[Short exercise]: Rewrite every line of the items below as one numbered list, omitting any blank lines.

[Task input]:
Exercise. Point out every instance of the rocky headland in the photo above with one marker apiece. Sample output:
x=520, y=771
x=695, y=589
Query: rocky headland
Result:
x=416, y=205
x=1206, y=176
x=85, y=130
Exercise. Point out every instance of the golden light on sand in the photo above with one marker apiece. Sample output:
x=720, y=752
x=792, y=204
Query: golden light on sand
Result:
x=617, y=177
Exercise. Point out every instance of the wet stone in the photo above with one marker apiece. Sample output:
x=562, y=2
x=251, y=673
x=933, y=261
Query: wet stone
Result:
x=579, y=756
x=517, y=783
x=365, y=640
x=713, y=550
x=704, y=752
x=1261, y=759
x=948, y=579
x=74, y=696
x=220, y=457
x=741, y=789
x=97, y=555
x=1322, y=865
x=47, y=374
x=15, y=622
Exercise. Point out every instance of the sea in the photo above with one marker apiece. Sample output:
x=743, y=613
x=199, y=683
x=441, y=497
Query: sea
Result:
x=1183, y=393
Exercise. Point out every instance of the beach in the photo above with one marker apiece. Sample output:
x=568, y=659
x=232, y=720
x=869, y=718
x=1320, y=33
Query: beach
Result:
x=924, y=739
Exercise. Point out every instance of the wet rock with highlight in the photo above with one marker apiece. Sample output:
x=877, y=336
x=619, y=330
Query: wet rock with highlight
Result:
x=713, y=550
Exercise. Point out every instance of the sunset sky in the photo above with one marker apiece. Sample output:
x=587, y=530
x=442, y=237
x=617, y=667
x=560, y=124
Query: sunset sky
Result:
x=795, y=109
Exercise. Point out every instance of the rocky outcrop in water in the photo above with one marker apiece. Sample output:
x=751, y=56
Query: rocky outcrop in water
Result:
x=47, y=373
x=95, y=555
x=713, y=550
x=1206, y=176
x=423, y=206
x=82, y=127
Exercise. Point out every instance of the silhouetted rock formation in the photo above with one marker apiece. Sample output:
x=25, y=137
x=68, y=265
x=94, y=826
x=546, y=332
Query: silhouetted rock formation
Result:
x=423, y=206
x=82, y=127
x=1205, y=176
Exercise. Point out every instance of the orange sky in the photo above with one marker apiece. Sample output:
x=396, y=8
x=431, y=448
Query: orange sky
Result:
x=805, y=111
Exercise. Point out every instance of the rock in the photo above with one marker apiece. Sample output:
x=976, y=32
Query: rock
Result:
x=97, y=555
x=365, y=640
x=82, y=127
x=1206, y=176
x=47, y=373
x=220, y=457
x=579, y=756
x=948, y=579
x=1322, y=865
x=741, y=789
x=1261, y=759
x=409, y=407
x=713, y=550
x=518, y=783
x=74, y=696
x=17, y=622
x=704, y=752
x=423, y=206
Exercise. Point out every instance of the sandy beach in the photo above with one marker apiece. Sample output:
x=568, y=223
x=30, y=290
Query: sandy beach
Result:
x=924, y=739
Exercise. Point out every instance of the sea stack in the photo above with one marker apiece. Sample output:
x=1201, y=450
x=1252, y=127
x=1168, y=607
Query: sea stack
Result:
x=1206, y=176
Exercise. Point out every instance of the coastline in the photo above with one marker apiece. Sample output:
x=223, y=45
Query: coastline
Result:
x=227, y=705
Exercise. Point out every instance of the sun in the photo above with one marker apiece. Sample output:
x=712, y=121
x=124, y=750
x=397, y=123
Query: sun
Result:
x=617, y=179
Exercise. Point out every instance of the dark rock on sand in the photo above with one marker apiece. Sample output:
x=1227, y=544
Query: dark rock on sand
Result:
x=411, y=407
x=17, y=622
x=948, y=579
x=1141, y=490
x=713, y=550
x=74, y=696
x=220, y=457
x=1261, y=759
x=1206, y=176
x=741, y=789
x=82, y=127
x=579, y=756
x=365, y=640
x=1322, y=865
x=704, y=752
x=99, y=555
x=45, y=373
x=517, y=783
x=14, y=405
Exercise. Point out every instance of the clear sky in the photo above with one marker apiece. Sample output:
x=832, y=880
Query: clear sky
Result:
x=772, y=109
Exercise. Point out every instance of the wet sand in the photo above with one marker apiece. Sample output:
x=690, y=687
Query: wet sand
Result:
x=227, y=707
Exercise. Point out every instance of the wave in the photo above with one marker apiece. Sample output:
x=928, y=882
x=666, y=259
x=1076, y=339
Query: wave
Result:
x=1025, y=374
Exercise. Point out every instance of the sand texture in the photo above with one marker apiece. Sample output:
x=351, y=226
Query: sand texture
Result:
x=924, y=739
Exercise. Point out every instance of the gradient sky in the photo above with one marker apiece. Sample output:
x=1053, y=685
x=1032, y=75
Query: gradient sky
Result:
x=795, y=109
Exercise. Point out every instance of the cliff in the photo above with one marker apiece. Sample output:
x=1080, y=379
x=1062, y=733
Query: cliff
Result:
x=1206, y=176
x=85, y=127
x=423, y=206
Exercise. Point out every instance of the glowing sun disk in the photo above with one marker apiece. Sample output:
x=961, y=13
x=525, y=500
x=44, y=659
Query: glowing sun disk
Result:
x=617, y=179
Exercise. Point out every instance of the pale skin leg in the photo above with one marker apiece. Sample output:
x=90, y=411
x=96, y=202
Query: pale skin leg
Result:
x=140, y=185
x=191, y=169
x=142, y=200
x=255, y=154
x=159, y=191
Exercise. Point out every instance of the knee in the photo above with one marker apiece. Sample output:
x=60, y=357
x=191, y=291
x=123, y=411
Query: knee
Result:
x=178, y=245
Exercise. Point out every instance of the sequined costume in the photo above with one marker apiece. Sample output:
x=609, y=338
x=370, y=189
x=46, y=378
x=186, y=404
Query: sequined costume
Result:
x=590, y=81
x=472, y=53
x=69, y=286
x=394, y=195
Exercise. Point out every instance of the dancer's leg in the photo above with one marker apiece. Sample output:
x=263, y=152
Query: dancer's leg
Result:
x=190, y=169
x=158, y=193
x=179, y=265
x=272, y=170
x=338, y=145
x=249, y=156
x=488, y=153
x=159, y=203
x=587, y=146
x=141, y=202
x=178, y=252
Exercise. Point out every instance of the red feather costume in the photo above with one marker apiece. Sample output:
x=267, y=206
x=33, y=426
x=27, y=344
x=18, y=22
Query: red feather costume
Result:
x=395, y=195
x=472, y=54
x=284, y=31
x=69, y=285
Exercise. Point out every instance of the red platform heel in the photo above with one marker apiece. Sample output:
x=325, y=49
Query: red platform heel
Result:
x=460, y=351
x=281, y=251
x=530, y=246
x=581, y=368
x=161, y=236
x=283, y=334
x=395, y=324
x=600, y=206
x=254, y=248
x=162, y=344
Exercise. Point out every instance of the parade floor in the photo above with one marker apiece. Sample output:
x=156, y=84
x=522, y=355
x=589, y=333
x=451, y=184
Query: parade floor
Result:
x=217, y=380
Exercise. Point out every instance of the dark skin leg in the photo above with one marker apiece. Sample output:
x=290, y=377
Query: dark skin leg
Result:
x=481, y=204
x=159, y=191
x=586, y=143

[Written reply]:
1. Exercise. Point out every instance of the rocky headland in the photo above with one marker apiece. Sample output:
2. x=520, y=771
3. x=695, y=589
4. Query: rocky headland
5. Result:
6. x=416, y=205
7. x=1206, y=176
8. x=85, y=130
9. Exercise. Point out every instance of the golden light on sand in the photo above with one marker apiece. Sample output:
10. x=720, y=752
11. x=792, y=204
12. Query: golden light on sand
13. Result:
14. x=617, y=177
15. Exercise. Point out every instance of the wet stone in the photo above with one marker apiece. Sample output:
16. x=562, y=2
17. x=251, y=673
18. x=933, y=261
19. Query: wet stone
20. Result:
21. x=579, y=756
22. x=517, y=783
23. x=365, y=640
24. x=713, y=550
25. x=704, y=752
26. x=1261, y=759
27. x=948, y=579
28. x=74, y=696
29. x=220, y=457
30. x=741, y=789
31. x=97, y=555
32. x=1322, y=865
33. x=47, y=374
34. x=15, y=622
35. Exercise. Point out every instance of the sea in the photo above with one marker apiece. Sample output:
36. x=743, y=613
37. x=199, y=683
38. x=441, y=497
39. Query: sea
40. Result:
41. x=1183, y=393
42. Exercise. Point out every instance of the beach in the photo above with one marker apiece. Sample output:
43. x=568, y=659
44. x=232, y=720
45. x=869, y=718
46. x=1320, y=33
47. Query: beach
48. Result:
49. x=924, y=739
50. Exercise. Point out every instance of the wet rock with highlight in the photo above with one marker apiece. Sample output:
51. x=877, y=336
52. x=619, y=330
53. Query: wet rock with highlight
54. Result:
55. x=713, y=550
56. Exercise. Point out every instance of the sunset sky in the photo above with one marker apiece. Sample output:
57. x=587, y=530
58. x=442, y=237
59. x=617, y=667
60. x=560, y=124
61. Query: sunset sky
62. Result:
63. x=795, y=109
64. Exercise. Point out every instance of the rocky outcrop in water in the photo above with one marker apiece. Sample output:
65. x=751, y=56
66. Query: rocky outcrop in water
67. Result:
68. x=47, y=373
69. x=95, y=555
70. x=713, y=550
71. x=1206, y=176
72. x=423, y=206
73. x=82, y=127
74. Exercise. Point out every instance of the silhouetted rock formation in the photo above with one marker apiece. Sample output:
75. x=25, y=137
76. x=68, y=265
77. x=94, y=826
78. x=546, y=332
79. Query: silhouetted rock formation
80. Result:
81. x=423, y=206
82. x=82, y=127
83. x=1205, y=176
84. Exercise. Point out every instance of the orange sky in the photo above with one marker apiece. Sample output:
85. x=396, y=8
86. x=431, y=448
87. Query: orange sky
88. Result:
89. x=805, y=111
90. Exercise. Point out every instance of the rock in the photo above with one marker apiece. Sample output:
91. x=976, y=32
92. Query: rock
93. Result:
94. x=97, y=555
95. x=365, y=640
96. x=82, y=127
97. x=1206, y=176
98. x=47, y=373
99. x=220, y=457
100. x=579, y=756
101. x=948, y=579
102. x=1322, y=865
103. x=741, y=789
104. x=1261, y=759
105. x=409, y=407
106. x=713, y=550
107. x=518, y=783
108. x=74, y=696
109. x=17, y=622
110. x=704, y=752
111. x=423, y=206
112. Exercise. Point out every instance of the sandy beach in the photo above with one marker apiece. Sample output:
113. x=568, y=223
114. x=30, y=290
115. Query: sandy beach
116. Result:
117. x=924, y=739
118. Exercise. Point out every instance of the sea stack in the photo above with one marker apiece. Sample output:
119. x=1201, y=450
120. x=1252, y=127
121. x=1168, y=607
122. Query: sea stack
123. Result:
124. x=1206, y=176
125. Exercise. Point out every instance of the coastline in the photo above with one marker apiece. Sample output:
126. x=223, y=45
127. Query: coastline
128. Result:
129. x=227, y=705
130. Exercise. Point out every instance of the sun in the photo above with one marker apiece. Sample output:
131. x=712, y=121
132. x=124, y=750
133. x=397, y=123
134. Query: sun
135. Result:
136. x=617, y=179
137. Exercise. Point out every instance of the dark rock on sand in the photo above with one marker apiece. Sample output:
138. x=1227, y=544
139. Query: dark rock on sand
140. Result:
141. x=411, y=407
142. x=17, y=622
143. x=948, y=579
144. x=1141, y=490
145. x=713, y=550
146. x=74, y=696
147. x=220, y=457
148. x=1261, y=759
149. x=1206, y=176
150. x=741, y=789
151. x=82, y=127
152. x=579, y=756
153. x=365, y=640
154. x=1322, y=865
155. x=704, y=752
156. x=99, y=555
157. x=45, y=373
158. x=517, y=783
159. x=14, y=405
160. Exercise. Point out every instance of the clear sky in the photo above with one marker apiece. Sample output:
161. x=832, y=880
162. Query: clear sky
163. Result:
164. x=772, y=109
165. Exercise. Point out every instance of the wet sand in the photo above with one marker apiece. Sample output:
166. x=690, y=687
167. Query: wet sand
168. Result:
169. x=227, y=707
170. Exercise. Point out every instance of the wave in the photo above with one marker apiece. Sample output:
171. x=928, y=882
172. x=666, y=259
173. x=1076, y=339
174. Query: wave
175. Result:
176. x=1025, y=374
177. Exercise. Point out every instance of the sand texture in the photo above with one marker apiece. Sample output:
178. x=351, y=226
179. Query: sand texture
180. Result:
181. x=924, y=739
182. Exercise. Point out every instance of the gradient sky in the photo above with one marker apiece. Sample output:
183. x=1053, y=685
184. x=1032, y=75
185. Query: gradient sky
186. Result:
187. x=795, y=109
188. Exercise. Point out every instance of the cliff in the photo above with one marker apiece. Sample output:
189. x=1080, y=379
190. x=1062, y=733
191. Query: cliff
192. Result:
193. x=1206, y=176
194. x=85, y=127
195. x=423, y=206
196. Exercise. Point out every instance of the glowing sun disk in the photo above with one marker apiece. Sample output:
197. x=961, y=13
198. x=525, y=500
199. x=44, y=659
200. Query: glowing sun disk
201. Result:
202. x=617, y=179
203. Exercise. Point out every instance of the pale skin leg in the photo above with one marker apiece. Sample output:
204. x=90, y=411
205. x=96, y=202
206. Query: pale skin leg
207. Result:
208. x=140, y=185
209. x=191, y=169
210. x=142, y=200
211. x=255, y=154
212. x=159, y=191
213. Exercise. Point out every instance of the knee in the photo above with one marker apiece. Sample output:
214. x=60, y=357
215. x=191, y=291
216. x=123, y=411
217. Query: knee
218. Result:
219. x=178, y=245
220. Exercise. Point out every instance of the sequined costume in the photo above with one marker apiece. Sample output:
221. x=609, y=338
222. x=370, y=189
223. x=46, y=378
224. x=186, y=404
225. Query: sequined costume
226. Result:
227. x=590, y=81
228. x=472, y=53
229. x=69, y=286
230. x=394, y=195
231. Exercise. Point out every instance of the dancer's leg in the photo above with one marker apiece. Sample output:
232. x=263, y=152
233. Query: dancer's leg
234. Result:
235. x=190, y=169
236. x=158, y=193
237. x=179, y=265
238. x=272, y=170
239. x=338, y=145
240. x=249, y=156
241. x=488, y=153
242. x=159, y=203
243. x=587, y=146
244. x=141, y=202
245. x=178, y=252
246. Exercise. Point out every instance of the red feather costume in the photo above with one marker apiece. Sample output:
247. x=267, y=206
248. x=33, y=426
249. x=27, y=344
250. x=18, y=22
251. Query: red feather costume
252. Result:
253. x=395, y=195
254. x=472, y=54
255. x=284, y=31
256. x=69, y=285
257. Exercise. Point out every instance of the red platform heel in the photo above with one marker apiece. Sample output:
258. x=325, y=49
259. Query: red platform heel
260. Result:
261. x=460, y=351
262. x=281, y=251
263. x=530, y=246
264. x=581, y=368
265. x=161, y=236
266. x=283, y=334
267. x=395, y=324
268. x=600, y=206
269. x=254, y=248
270. x=162, y=344
271. Exercise. Point out every instance of the parade floor in the photo above with one marker apiece. Sample output:
272. x=156, y=84
273. x=522, y=355
274. x=589, y=333
275. x=451, y=184
276. Query: parade floor
277. Result:
278. x=217, y=380
279. Exercise. Point out every instance of the dark skin leg in the photo above with one marker apiece. Sample output:
280. x=290, y=377
281. Query: dark skin leg
282. Result:
283. x=481, y=204
284. x=159, y=191
285. x=586, y=143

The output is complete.